#### ЗАДАНИЕ
Обновите отрывок текста о картине Гойи, заменив «солдаты» на «стрелки». Начните со слов «И только позже» и закончите словами «необходимость своих действий.».

#### ТЕКСТ ДЛЯ РАЗБОРА
====

Мерки жизни
Франсиско Гойя, «Третье мая 1808 года в Мадриде», 1814
Это одна из самых впечатляющих картин за всю историю живописи. В 1808 году жители Мадрида восстали против французских оккупантов: бунт вскоре был подавлен. На картине изображена массовая казнь испанцев-бунтовщиков, которая началась перед рассветом третьего дня мая. Гойя передает чудовищную, будто механическую, бойню через свалку тел и очередь на расстрел в луче света, за секунды до смерти: у них есть время только на одну вспышку переживания – немой ужас, жаркая молитва безразличному Богу или последний вопль, утверждающий жизнь и существование. А потом умирают и они. Невозможно не думать об их смерти и невозможно не представлять себя в тех обстоятельствах. Задумываешься – а что бы я делал? Хватило бы у меня мужества? Кучка людей в круге последнего света снова и снова притягивает взгляд.
И только позже мысль возвращается к другим персонажам картины. К людям без лиц, к роботам с ружьями – к членам расстрельной команды. Они действуют на зрителя не так молниеносно, но не менее сильно. Ведь эти французские солдаты разыгрывают одну из самых сильных человеческих драм – они отнимают жизнь. Как они могли это делать? Что они чувствовали? Чувствовали ли они вообще что-нибудь? Может быть, они были злодеями, может быть, их вынудили. А может быть, они искренне верили в необходимость своих действий.

====

(Данные локализации объектов на размеченных фотографиях)
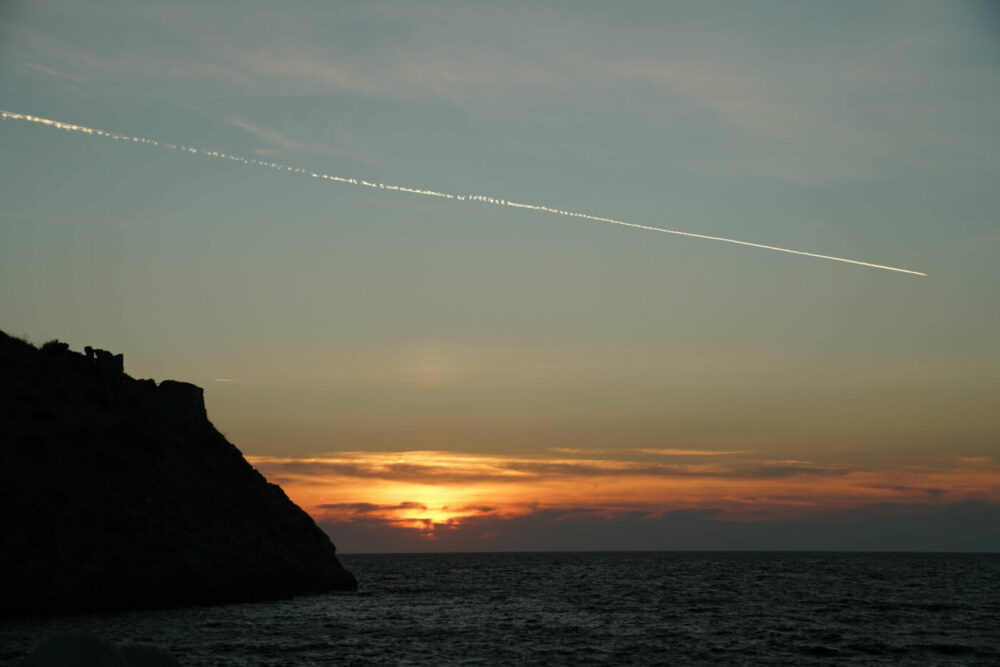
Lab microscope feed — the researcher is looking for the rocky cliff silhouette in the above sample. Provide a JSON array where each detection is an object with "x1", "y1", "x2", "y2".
[{"x1": 0, "y1": 332, "x2": 357, "y2": 615}]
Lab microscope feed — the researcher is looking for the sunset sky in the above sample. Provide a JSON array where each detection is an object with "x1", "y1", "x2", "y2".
[{"x1": 0, "y1": 0, "x2": 1000, "y2": 552}]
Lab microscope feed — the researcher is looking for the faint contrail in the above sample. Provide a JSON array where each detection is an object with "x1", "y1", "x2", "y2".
[{"x1": 0, "y1": 111, "x2": 927, "y2": 276}]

====

#### ОТВЕТ
И только позже мысль возвращается к другим персонажам картины. К людям без лиц, к роботам с ружьями – к членам расстрельной команды. Они действуют на зрителя не так молниеносно, но не менее сильно. Ведь эти французские стрелки разыгрывают одну из самых сильных человеческих драм – они отнимают жизнь. Как они могли это делать? Что они чувствовали? Чувствовали ли они вообще что-нибудь? Может быть, они были злодеями, может быть, их вынудили. А может быть, они искренне верили в необходимость своих действий.